Greater Harrisburg's Community Magazine

Harrisburg set to finalize bond deal, make payment to significantly reduce debt load

The Intergovernmental Cooperation Authority, at its meeting on Wednesday.

A contentious city bond deal is expected to close next week, allowing Harrisburg to retire a large chunk of its substantial debt load.

At a meeting on Wednesday, city financial advisor Dan Connelly said that Harrisburg would pay off the remaining $5 million on a 2005 bond issue that funded upgrades to the city-owned minor league baseball stadium on City Island.

In addition, the city plans to make a lump-sum pre-payment of $4 million to offset additional debt incurred during its financial crisis, after the city defaulted on general obligation bonds initially issued in 1997, Connelly told members of the Intergovernmental Cooperation Authority (ICA), the city’s state-appointed financial oversight body.

Harrisburg’s bond insurer, Ambac Assurance Corp., offered the city incentives to retire the stadium bonds and reduce the remaining debt load. At the close of the deal, expected on Tuesday, the city will make a $9 million cash outlay and, in return, receive $13.1 million in total debt reduction, Connelly explained. The debt reduction includes the city’s upfront payments, plus Ambac’s debt forgiveness incentive.

“This will be a major accomplishment,” said Connelly, who’s been acting as the city’s representative on the ICA for the past few months.

After the deal is closed, the city still will owe about $19.1 million in general obligation debt. Under the terms of the deal with Ambac, the city’s interest rate on that remaining debt will be reduced from 6.75% to 5.25% for three years.

● DATA SECTION:
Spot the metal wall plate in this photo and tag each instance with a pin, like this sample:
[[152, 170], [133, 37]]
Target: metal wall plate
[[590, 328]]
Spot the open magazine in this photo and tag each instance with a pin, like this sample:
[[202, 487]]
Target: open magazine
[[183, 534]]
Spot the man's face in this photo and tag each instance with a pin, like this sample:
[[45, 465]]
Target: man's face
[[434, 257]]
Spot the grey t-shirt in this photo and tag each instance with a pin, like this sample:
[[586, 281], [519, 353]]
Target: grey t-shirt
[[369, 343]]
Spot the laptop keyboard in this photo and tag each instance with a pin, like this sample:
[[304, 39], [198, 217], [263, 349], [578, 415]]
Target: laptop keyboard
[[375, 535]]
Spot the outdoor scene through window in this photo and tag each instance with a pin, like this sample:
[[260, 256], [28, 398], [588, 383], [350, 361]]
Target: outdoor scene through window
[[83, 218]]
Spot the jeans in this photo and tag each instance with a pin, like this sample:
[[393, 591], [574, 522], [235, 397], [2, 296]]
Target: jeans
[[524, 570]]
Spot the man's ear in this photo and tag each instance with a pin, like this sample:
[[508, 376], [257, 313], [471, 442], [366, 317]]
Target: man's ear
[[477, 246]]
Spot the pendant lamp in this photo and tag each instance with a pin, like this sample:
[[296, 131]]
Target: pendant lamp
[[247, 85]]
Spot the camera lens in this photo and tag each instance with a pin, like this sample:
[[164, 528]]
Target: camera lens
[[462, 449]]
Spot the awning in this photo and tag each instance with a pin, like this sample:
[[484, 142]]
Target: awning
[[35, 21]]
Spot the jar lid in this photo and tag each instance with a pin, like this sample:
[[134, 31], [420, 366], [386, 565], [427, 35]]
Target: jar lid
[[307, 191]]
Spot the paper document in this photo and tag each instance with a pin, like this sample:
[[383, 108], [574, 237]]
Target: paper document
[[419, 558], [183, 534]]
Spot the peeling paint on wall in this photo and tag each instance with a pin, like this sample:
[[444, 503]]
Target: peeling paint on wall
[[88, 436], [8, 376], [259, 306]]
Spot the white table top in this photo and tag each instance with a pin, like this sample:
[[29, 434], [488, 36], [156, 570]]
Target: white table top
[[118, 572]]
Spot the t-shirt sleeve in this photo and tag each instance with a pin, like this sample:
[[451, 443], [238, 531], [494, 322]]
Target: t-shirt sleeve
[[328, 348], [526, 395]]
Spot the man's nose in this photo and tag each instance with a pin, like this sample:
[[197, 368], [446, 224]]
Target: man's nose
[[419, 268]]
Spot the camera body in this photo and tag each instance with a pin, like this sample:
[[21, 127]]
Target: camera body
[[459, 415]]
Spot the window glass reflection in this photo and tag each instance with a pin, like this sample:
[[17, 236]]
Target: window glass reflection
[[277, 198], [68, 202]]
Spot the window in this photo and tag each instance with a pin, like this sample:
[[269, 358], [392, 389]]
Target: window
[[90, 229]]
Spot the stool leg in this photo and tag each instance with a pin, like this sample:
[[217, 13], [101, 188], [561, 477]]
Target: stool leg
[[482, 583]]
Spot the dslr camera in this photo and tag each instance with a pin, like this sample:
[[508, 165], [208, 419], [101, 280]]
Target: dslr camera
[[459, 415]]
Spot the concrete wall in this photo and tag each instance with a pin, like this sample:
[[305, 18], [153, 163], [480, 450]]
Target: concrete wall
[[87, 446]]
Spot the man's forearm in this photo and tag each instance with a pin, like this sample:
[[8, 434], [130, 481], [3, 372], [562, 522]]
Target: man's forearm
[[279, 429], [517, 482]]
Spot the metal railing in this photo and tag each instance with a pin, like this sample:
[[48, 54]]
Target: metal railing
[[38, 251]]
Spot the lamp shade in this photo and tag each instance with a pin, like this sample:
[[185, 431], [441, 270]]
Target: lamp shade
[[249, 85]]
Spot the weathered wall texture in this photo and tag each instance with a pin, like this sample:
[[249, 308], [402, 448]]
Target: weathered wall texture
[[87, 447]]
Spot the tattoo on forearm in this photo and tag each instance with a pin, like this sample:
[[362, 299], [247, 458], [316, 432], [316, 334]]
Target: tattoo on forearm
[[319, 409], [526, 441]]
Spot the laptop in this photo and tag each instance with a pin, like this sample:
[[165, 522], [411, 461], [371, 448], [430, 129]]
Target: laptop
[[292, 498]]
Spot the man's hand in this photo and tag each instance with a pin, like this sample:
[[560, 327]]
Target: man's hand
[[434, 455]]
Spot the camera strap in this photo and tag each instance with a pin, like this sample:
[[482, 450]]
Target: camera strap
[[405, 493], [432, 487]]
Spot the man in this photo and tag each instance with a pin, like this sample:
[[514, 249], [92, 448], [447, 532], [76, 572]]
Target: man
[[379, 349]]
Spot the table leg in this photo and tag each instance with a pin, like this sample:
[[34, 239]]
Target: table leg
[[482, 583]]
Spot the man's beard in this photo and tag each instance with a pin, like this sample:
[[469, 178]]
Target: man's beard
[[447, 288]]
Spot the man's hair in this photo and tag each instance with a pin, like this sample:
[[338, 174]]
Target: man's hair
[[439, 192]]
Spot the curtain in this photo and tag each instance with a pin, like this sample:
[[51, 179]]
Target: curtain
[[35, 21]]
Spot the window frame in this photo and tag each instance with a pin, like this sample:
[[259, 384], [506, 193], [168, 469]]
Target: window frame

● TASK DESCRIPTION:
Answer these questions using the Harrisburg bond article above:
1. In what year was the bond issue that funded upgrades to the City Island baseball stadium?
2. Which company is Harrisburg's bond insurer?
3. What will the interest rate on the remaining general obligation debt become, and for how long?

● CORRECT OUTPUT:
1. 2005
2. Ambac Assurance Corp.
3. It will drop from 6.75% to 5.25% for three years.